Records from a data collection:
┌────────
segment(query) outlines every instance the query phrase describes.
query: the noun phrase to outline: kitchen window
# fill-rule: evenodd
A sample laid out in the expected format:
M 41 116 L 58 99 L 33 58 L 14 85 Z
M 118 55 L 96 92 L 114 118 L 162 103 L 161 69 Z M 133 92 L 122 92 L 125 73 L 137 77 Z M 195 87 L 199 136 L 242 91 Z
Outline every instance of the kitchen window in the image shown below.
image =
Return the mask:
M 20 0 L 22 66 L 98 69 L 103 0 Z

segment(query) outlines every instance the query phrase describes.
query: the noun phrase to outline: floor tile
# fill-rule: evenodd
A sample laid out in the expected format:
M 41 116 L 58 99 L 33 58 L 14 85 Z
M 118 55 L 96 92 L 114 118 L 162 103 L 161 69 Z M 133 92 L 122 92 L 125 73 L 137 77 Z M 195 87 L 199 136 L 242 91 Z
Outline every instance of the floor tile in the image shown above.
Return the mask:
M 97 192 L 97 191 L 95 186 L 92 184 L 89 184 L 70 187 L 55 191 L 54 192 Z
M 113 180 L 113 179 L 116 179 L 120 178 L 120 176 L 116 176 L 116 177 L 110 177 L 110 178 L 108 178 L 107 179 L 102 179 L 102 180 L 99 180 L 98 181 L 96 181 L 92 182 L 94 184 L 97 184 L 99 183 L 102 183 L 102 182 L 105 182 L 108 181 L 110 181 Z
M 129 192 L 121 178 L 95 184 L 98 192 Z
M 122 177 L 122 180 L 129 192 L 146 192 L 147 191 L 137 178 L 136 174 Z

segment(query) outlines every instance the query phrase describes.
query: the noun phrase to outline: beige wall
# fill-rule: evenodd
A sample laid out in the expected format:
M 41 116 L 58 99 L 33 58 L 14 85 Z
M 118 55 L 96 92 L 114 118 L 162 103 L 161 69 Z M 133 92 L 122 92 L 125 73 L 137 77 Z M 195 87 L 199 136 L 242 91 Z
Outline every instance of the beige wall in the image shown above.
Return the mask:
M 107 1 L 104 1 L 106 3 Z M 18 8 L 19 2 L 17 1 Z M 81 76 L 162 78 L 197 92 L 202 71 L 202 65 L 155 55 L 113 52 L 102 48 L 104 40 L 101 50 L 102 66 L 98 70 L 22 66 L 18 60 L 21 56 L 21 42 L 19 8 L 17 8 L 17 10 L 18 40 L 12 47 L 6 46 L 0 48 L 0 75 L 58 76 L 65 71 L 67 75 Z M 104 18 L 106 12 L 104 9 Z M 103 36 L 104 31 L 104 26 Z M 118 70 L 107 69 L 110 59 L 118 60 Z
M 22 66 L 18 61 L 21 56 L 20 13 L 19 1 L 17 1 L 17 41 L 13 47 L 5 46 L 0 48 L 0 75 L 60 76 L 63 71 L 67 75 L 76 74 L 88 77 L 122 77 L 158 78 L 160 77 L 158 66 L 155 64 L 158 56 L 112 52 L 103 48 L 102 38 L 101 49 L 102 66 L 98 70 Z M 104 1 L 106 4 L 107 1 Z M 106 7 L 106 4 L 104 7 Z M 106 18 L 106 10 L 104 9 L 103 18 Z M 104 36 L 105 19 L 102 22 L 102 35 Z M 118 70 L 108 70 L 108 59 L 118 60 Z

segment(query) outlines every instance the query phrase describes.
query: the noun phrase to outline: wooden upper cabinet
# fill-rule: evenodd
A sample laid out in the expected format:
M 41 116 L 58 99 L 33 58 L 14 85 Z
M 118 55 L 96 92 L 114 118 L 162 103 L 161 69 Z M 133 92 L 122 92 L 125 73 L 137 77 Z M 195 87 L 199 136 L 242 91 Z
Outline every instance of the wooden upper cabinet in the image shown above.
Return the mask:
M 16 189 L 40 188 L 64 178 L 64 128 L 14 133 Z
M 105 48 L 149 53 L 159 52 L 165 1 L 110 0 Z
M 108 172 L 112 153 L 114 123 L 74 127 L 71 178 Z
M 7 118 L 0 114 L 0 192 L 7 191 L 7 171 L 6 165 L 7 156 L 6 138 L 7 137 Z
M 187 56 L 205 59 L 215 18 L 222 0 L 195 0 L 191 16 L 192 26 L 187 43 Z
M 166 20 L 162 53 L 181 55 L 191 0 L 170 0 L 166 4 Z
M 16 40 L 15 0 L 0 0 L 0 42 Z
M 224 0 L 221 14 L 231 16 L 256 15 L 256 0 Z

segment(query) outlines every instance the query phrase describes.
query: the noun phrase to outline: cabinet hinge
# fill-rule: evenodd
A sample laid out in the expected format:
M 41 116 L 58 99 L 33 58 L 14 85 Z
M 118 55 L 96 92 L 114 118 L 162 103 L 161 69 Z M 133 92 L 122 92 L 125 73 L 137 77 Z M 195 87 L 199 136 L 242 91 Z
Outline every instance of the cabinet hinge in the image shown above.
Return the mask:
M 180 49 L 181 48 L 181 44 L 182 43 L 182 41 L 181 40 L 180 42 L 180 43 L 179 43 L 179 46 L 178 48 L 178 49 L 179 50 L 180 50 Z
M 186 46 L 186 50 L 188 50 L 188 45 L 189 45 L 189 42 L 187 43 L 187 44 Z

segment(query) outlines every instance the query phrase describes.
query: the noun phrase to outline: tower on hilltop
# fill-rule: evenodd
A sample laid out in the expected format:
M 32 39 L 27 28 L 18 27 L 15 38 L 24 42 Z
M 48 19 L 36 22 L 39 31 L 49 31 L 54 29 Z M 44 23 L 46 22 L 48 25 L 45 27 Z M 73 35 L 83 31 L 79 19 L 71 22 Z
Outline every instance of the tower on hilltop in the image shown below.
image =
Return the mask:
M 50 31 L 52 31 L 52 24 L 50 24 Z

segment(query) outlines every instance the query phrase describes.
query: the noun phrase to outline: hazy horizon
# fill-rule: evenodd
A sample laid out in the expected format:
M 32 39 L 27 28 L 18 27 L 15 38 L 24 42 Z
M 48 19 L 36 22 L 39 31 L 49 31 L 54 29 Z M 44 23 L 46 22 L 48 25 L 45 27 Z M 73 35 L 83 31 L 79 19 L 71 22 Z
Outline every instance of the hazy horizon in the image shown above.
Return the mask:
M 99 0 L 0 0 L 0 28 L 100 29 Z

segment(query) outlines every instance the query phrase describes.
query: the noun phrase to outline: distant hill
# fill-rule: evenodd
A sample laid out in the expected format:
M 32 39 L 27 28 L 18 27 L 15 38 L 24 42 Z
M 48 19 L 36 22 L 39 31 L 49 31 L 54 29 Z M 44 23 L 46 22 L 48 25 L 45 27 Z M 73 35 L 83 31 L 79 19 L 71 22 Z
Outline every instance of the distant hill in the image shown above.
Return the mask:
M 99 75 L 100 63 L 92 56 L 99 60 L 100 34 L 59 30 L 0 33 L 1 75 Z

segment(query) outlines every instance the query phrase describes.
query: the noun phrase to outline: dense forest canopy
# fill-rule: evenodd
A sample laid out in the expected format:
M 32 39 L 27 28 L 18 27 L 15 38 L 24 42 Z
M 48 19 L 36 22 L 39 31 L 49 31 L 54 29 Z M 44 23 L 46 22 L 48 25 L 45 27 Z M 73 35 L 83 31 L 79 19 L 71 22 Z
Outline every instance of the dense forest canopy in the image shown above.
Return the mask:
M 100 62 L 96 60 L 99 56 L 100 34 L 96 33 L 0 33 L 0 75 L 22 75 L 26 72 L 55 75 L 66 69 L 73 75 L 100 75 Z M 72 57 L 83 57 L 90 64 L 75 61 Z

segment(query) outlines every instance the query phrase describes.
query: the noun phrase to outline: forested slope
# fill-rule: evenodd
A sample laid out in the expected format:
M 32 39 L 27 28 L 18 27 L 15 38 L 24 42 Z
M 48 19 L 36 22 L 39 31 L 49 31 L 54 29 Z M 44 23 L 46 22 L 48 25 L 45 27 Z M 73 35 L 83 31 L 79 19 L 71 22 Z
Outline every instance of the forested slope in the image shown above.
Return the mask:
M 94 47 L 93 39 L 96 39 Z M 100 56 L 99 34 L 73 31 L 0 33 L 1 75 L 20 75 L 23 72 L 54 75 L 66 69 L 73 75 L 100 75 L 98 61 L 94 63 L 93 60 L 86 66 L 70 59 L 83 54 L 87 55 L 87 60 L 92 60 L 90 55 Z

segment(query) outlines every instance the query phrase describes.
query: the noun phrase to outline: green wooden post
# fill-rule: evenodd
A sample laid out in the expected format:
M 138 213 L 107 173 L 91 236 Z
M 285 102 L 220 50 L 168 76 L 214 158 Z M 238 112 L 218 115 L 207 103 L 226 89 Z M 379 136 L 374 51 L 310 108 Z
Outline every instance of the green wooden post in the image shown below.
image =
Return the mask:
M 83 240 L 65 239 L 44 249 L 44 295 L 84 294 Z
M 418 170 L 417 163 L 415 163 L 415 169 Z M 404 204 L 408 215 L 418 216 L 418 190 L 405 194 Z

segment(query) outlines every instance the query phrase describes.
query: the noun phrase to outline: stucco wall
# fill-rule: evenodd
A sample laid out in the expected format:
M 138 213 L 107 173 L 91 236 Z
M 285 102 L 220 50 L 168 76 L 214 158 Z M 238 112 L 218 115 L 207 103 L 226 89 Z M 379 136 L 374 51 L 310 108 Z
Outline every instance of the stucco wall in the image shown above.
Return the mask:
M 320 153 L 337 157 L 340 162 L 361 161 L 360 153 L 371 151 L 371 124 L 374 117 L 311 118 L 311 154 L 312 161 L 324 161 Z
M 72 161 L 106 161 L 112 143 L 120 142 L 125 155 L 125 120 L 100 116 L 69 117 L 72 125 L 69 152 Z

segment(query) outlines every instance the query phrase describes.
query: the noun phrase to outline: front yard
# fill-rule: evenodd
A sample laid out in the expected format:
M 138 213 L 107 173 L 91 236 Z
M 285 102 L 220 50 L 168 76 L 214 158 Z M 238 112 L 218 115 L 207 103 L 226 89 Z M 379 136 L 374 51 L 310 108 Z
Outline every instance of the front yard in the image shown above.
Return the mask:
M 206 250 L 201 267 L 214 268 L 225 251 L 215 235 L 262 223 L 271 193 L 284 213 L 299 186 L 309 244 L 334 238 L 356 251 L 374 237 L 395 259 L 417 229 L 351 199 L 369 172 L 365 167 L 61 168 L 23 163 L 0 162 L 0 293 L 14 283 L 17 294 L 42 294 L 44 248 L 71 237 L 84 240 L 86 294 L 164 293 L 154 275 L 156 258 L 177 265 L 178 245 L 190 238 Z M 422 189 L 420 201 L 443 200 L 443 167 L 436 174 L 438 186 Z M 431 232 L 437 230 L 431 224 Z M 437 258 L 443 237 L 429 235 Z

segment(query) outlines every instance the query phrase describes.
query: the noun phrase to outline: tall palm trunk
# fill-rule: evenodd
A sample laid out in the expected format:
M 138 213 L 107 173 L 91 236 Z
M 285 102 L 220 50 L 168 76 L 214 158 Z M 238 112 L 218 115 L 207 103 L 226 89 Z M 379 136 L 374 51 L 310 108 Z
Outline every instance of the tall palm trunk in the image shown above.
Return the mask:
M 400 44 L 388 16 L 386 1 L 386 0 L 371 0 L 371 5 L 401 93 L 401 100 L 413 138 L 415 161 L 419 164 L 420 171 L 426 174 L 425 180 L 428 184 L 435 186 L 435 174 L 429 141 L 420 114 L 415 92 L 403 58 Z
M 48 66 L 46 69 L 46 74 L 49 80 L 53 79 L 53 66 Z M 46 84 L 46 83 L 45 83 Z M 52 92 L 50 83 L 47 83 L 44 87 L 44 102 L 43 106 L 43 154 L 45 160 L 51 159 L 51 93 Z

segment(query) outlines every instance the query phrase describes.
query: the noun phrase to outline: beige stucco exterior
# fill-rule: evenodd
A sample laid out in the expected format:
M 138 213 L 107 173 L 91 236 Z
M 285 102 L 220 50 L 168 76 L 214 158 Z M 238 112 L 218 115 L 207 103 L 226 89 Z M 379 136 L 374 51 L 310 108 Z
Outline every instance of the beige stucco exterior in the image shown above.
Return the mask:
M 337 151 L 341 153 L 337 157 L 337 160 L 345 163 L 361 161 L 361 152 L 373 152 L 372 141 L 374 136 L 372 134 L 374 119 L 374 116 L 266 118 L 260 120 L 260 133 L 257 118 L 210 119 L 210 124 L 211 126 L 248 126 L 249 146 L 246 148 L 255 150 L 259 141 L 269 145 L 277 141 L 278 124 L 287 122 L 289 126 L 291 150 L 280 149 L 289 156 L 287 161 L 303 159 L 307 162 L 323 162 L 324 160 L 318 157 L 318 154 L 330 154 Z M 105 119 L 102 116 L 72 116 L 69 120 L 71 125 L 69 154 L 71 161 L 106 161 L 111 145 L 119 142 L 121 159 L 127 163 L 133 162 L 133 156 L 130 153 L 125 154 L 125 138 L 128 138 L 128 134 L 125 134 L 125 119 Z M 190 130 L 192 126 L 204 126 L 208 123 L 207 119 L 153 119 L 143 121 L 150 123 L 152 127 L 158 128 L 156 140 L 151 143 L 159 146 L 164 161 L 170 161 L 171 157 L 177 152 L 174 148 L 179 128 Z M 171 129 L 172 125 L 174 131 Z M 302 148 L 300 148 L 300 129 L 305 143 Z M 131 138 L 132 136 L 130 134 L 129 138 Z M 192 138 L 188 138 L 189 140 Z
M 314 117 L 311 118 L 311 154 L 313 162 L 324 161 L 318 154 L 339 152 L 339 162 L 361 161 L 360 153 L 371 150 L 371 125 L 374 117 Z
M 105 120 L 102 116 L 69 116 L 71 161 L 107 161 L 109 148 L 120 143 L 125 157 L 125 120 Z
└────────
Reproduce the data word for word, beginning with its first line and stopping after the line that contains "M 122 177 L".

# Correct output:
segment(query) outlines every instance the query phrase describes.
query: the noun phrase to outline: kitchen window
# fill-rule: evenodd
A sample laid out in the expected format:
M 41 116 L 58 99 L 33 58 L 14 85 Z
M 118 55 L 96 92 L 114 118 L 162 103 L 161 69 Z M 133 92 L 122 92 L 125 73 L 137 77 Z M 195 87 L 199 136 L 242 91 Z
Outline every instance of the kitchen window in the image shown below.
image =
Return the mask:
M 20 0 L 22 66 L 98 69 L 103 0 Z

segment(query) outlines every instance the query phrase describes.
query: the noun phrase to outline: floor tile
# fill-rule: evenodd
A sample laid out in the expected format:
M 41 116 L 58 99 L 33 58 L 14 85 Z
M 118 55 L 96 92 L 114 118 L 162 103 L 161 69 Z M 133 92 L 122 92 L 125 73 L 137 77 Z M 195 87 L 199 136 L 242 91 Z
Outline every instance of the floor tile in the image shown above.
Return the mask:
M 97 192 L 97 191 L 95 186 L 92 184 L 89 184 L 70 187 L 55 191 L 54 192 Z
M 113 180 L 113 179 L 116 179 L 120 178 L 120 176 L 116 176 L 116 177 L 110 177 L 110 178 L 108 178 L 107 179 L 102 179 L 102 180 L 99 180 L 98 181 L 96 181 L 92 182 L 94 184 L 97 184 L 99 183 L 102 183 L 102 182 L 105 182 L 108 181 L 110 181 Z
M 129 192 L 121 178 L 95 184 L 98 192 Z
M 122 177 L 122 180 L 129 192 L 146 192 L 147 191 L 137 178 L 136 174 Z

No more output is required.